» WRITTEN INSTRUCTION
Write out everything in the appeal excerpt from "In fact, both" down to "six-year lawful maximum.", without changing a word.

» EXCERPT
:::::

This is an appeal from an order denying the defendant post-conviction relief from five convictions and sentences entered on guilty pleas in 1985. We reverse.
The substantive offenses charged against Wilson in case numbers 85-5518 (carrying a concealed firearm), 85-7625 (armed robbery), 85-7884 (armed robbery), 85-19261 (aggravated assault), and 85-12883D (escape) also constituted violations of the community control portion of Youthful Offender Act (Y.O.A.) sentences imposed in two 1982 prosecutions, involving charges of burglary of a dwelling, grand theft second degree, and unlawful possession of a firearm (case numbers 82-4767, 82-13209A). Before Wilson pled to violation of community control in the 1982 cases and to the substantive 1985 cases, he was informed that he faced a maximum sentence of sixty-five years on the violation of the Y.O.A. charges. On that basis, and with that understanding, he entered into a package deal in which he agreed to plead guilty to all of the offenses in return for what were thought to be reduced sentences of thirty years on the violation of the 1982 Y.O.A. convictions and a concurrent thirty-five years on the 1985 charges. He has been in state prison ever since.
In fact, both the representation about the sixty-five-year exposure and the actual sentences of thirty years in the Y.O.A. cases were directly contrary to the applicable law. As established by the Supreme Court in State v. Arnette, 604 So.2d 482 (Fla.1992), on the dates in question here, no more than six-year concurrent sentences could be lawfully imposed. Arnette, 604 So.2d at 482; Allen v. State, 526 So.2d 69 (Fla.1988).1 After initially resisting a 3.800 motion filed by Wilson in 1999 to correct the Y.O.A. sentences, the prosecution correctly conceded that it was well-founded. Accordingly, on January 14, 2000, the trial court duly reduced the Y.O.A. sentences from thirty years to the six-year lawful maximum.

:::::

» Point labeling items
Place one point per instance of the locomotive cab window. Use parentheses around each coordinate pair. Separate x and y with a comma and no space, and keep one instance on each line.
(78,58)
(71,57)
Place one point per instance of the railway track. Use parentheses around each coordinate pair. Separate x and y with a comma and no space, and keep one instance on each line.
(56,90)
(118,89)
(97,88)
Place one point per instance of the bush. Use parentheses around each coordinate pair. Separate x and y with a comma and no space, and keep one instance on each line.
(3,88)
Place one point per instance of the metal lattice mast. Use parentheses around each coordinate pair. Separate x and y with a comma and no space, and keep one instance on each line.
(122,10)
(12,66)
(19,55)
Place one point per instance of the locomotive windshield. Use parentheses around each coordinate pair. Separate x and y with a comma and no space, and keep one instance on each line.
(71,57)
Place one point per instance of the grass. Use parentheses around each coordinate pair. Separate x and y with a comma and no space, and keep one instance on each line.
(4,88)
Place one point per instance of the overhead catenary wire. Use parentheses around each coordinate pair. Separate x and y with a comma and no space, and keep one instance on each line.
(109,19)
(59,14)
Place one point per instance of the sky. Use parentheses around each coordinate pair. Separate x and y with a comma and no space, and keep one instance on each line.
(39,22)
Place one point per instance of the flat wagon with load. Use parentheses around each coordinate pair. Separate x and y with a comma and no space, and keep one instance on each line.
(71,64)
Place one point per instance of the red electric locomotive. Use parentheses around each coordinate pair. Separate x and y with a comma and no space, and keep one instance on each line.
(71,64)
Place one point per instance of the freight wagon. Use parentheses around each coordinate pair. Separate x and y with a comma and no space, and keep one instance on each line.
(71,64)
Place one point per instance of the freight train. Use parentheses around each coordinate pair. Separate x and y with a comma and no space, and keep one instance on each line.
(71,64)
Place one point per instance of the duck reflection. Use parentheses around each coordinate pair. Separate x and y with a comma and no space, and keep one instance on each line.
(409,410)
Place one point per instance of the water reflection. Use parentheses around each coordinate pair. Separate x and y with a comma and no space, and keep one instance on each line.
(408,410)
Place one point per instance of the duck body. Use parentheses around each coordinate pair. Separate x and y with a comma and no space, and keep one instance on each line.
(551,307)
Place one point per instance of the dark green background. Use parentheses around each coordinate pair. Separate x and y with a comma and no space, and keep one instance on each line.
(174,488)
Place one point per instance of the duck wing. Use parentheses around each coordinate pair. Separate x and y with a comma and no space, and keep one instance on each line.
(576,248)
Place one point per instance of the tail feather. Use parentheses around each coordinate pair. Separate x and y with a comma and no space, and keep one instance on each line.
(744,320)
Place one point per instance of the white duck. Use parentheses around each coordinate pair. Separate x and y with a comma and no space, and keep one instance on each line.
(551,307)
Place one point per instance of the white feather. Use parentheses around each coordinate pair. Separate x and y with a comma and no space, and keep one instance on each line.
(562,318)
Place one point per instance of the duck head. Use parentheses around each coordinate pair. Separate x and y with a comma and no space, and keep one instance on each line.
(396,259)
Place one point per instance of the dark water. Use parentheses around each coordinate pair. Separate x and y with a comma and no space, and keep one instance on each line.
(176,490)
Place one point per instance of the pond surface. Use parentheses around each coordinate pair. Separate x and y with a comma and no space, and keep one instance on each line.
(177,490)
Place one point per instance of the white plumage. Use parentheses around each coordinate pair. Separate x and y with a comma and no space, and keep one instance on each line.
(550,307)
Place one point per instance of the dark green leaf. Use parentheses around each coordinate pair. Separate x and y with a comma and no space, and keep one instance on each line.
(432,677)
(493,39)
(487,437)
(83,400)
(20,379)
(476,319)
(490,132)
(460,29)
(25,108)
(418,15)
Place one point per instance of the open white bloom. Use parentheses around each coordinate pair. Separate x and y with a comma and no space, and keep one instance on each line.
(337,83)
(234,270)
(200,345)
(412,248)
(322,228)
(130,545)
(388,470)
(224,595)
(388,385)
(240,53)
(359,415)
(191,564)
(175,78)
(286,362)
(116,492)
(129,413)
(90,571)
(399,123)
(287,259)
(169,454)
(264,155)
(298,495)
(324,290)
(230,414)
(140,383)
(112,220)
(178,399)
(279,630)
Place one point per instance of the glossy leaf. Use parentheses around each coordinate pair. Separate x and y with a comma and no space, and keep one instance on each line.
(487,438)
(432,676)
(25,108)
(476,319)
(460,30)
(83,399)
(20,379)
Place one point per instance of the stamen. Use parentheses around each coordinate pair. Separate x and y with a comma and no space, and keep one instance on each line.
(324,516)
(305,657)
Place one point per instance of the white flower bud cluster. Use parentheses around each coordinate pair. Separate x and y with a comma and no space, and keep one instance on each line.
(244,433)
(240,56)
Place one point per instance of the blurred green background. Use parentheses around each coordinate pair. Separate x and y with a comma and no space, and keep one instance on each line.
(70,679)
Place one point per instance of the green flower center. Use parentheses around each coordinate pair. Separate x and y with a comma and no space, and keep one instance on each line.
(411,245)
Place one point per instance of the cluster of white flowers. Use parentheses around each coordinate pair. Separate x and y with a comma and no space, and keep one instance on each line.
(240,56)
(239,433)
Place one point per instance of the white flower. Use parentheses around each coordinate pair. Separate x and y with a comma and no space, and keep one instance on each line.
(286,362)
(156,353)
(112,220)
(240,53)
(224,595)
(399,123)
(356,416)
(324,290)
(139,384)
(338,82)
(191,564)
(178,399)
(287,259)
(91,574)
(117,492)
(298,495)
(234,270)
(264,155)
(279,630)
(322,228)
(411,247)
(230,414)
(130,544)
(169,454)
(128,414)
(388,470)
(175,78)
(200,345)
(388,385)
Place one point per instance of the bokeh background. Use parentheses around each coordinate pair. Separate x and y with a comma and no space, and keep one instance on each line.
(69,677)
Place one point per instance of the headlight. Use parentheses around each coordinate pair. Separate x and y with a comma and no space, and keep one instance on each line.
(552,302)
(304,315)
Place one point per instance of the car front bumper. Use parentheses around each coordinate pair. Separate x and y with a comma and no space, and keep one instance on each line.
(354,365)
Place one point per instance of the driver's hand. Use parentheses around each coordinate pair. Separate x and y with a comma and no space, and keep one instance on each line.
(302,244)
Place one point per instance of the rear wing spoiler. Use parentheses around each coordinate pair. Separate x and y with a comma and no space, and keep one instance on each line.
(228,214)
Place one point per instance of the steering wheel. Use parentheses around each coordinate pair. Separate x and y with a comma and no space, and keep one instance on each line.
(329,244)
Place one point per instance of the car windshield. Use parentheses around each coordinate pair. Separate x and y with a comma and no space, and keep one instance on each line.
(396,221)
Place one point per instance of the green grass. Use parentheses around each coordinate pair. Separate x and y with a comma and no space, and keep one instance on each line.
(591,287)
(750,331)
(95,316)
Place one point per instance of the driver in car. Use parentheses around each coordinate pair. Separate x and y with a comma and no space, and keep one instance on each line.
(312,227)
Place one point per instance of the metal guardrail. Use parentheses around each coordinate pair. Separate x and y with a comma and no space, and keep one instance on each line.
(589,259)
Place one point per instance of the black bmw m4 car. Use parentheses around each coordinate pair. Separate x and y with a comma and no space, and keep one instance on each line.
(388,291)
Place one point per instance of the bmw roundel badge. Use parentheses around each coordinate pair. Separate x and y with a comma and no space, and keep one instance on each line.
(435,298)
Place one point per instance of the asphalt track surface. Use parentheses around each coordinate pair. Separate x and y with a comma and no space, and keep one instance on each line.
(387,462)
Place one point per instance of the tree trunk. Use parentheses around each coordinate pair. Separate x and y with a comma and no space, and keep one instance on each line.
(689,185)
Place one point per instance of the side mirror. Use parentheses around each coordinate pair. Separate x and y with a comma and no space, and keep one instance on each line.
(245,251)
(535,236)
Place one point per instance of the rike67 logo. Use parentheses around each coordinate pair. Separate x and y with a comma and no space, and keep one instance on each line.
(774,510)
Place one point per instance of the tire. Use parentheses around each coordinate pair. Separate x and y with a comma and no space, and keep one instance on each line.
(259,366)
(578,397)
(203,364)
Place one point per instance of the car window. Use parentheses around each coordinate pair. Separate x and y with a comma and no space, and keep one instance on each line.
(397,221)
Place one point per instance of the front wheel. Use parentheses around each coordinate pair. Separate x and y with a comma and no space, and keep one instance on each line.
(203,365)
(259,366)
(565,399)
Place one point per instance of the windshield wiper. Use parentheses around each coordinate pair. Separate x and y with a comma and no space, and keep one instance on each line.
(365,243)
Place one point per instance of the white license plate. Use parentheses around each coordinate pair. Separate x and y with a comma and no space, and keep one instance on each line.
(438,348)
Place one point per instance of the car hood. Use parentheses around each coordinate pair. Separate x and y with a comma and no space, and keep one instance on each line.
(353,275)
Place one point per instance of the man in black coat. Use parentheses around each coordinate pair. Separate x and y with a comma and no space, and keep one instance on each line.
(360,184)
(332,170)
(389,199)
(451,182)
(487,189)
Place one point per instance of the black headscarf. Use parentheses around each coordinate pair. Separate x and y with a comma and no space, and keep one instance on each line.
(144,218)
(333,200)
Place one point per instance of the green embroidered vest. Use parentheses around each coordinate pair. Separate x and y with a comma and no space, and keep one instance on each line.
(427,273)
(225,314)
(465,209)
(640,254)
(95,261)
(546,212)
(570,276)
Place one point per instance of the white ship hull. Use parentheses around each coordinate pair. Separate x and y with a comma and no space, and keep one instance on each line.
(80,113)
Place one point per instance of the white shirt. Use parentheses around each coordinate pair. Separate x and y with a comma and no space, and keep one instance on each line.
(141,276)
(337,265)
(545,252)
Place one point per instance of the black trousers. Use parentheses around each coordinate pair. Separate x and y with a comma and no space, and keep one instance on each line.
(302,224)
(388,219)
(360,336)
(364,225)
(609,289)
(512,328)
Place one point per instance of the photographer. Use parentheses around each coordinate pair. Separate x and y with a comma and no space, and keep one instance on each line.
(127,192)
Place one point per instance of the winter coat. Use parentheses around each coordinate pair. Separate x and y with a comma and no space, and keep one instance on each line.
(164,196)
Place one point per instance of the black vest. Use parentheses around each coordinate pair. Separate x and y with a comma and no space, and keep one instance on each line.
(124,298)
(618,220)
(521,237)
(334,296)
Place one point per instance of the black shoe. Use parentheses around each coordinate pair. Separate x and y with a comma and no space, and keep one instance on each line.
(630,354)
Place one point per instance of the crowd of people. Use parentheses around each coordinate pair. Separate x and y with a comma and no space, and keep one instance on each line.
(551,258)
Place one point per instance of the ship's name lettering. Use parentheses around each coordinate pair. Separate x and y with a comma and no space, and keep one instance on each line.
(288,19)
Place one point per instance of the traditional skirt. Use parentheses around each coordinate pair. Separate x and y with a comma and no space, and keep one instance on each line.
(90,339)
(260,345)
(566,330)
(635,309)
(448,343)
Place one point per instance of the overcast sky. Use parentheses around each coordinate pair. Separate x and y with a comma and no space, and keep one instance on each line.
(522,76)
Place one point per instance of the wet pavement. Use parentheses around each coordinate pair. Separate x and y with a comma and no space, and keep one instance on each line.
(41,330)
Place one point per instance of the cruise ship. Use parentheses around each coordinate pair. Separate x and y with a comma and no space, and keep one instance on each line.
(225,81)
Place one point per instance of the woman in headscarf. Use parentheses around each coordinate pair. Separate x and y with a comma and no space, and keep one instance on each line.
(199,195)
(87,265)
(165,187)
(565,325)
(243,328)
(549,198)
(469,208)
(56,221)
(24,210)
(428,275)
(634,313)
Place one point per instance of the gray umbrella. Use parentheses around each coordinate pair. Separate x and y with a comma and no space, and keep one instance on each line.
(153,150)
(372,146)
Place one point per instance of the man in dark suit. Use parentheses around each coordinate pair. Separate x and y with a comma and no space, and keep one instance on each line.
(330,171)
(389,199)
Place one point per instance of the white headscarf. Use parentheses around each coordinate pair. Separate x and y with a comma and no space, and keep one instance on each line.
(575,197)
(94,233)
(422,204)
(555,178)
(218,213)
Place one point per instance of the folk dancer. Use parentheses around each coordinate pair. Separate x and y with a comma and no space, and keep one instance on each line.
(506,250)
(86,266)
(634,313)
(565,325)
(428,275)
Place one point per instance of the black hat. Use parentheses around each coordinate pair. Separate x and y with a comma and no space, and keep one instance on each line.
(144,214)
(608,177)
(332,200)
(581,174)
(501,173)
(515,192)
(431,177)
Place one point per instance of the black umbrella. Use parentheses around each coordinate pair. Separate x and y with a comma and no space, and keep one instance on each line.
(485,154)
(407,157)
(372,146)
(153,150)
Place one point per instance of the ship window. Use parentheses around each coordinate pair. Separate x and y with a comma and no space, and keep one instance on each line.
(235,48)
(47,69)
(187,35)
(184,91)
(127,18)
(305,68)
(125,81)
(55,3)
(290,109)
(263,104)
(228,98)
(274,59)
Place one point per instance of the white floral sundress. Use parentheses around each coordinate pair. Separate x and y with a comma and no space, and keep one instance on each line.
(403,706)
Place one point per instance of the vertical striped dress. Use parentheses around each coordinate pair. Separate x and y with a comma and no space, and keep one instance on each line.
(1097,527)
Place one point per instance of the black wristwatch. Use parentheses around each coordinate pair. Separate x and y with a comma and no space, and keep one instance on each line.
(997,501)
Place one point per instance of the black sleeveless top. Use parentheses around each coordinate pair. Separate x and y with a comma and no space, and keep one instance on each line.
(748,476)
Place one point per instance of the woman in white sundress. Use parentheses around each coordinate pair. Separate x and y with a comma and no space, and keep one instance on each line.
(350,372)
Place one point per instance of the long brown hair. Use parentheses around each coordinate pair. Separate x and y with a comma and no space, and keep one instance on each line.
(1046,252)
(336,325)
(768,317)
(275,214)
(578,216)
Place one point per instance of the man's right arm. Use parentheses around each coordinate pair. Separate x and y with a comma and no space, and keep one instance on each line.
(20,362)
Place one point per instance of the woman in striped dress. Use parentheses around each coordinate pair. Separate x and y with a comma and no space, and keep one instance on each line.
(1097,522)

:::::

» FULL SOLUTION
In fact, both the representation about the sixty-five-year exposure and the actual sentences of thirty years in the Y.O.A. cases were directly contrary to the applicable law. As established by the Supreme Court in State v. Arnette, 604 So.2d 482 (Fla.1992), on the dates in question here, no more than six-year concurrent sentences could be lawfully imposed. Arnette, 604 So.2d at 482; Allen v. State, 526 So.2d 69 (Fla.1988).1 After initially resisting a 3.800 motion filed by Wilson in 1999 to correct the Y.O.A. sentences, the prosecution correctly conceded that it was well-founded. Accordingly, on January 14, 2000, the trial court duly reduced the Y.O.A. sentences from thirty years to the six-year lawful maximum.